▸ EXERCISE TASK:
Counting with case in mind, how many lines of the items below contain the word "smaller"? Reply with the number alone.

[Point labeling data based on photos]
______
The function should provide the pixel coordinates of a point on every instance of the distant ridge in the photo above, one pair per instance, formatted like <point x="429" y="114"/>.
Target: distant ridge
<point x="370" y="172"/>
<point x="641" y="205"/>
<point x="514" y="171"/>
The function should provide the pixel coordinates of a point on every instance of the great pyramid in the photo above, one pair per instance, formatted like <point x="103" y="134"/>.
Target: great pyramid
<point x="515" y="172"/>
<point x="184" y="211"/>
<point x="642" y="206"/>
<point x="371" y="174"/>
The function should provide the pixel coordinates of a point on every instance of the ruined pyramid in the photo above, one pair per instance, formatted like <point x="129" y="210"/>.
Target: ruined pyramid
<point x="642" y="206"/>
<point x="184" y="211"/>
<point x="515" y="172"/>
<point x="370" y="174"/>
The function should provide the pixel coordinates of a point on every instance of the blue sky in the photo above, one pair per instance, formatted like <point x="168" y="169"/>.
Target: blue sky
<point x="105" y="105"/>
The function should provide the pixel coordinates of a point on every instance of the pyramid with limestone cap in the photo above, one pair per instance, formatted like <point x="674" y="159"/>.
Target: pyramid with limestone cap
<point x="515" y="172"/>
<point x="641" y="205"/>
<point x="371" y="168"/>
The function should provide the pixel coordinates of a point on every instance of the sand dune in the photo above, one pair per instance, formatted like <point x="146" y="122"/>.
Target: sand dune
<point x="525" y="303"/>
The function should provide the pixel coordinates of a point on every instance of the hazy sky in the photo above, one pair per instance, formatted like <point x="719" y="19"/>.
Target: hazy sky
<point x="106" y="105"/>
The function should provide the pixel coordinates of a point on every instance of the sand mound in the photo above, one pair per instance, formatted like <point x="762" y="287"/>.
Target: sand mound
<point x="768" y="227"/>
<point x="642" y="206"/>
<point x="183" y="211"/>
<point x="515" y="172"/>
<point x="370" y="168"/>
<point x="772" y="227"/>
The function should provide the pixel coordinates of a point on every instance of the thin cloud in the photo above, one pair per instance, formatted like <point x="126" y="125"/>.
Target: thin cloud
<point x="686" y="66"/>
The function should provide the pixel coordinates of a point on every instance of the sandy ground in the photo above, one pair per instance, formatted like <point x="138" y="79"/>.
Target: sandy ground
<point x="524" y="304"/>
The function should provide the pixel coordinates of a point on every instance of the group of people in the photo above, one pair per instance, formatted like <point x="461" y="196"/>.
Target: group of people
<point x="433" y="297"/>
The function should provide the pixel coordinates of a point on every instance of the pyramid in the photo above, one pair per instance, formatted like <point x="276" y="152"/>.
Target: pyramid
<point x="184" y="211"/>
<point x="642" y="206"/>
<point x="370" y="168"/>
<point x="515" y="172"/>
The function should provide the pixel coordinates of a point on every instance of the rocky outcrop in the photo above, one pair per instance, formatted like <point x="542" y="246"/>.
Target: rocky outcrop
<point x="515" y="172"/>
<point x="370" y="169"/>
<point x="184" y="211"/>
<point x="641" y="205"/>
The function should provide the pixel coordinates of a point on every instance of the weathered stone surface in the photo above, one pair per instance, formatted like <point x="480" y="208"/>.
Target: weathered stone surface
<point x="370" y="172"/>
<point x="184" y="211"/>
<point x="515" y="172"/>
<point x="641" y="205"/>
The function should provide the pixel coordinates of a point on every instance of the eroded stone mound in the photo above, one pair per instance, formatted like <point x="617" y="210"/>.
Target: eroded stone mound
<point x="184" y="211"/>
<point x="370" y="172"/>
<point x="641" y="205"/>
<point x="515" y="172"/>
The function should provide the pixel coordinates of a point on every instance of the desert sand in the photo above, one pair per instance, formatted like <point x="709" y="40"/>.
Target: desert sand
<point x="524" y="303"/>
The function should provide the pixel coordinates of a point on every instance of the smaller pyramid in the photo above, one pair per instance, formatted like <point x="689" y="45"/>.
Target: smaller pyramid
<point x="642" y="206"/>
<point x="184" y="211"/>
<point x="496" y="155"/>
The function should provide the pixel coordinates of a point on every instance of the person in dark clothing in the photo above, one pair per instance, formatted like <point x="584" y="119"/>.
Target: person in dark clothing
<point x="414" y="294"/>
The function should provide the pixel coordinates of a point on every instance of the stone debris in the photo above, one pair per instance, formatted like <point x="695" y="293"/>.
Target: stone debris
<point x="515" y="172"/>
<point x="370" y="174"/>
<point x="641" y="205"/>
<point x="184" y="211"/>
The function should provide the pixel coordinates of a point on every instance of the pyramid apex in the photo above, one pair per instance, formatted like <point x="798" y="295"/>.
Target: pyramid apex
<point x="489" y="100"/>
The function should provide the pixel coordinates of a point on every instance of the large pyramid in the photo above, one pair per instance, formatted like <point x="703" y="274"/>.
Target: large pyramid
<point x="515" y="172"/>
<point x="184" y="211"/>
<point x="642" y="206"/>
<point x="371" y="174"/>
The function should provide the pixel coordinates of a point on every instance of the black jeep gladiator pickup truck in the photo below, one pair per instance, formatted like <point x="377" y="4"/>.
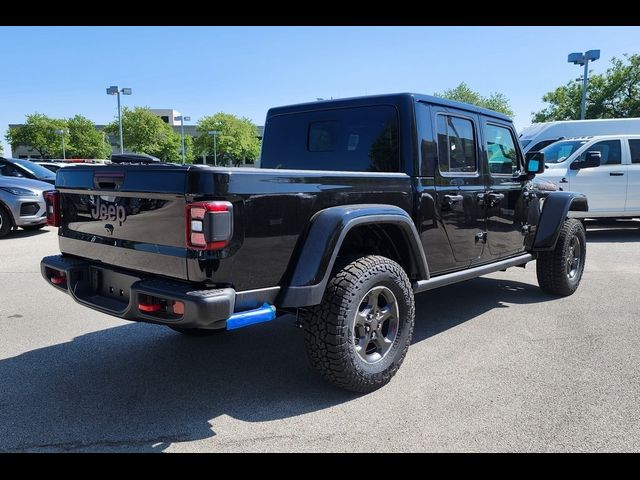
______
▸ FINAL RESULT:
2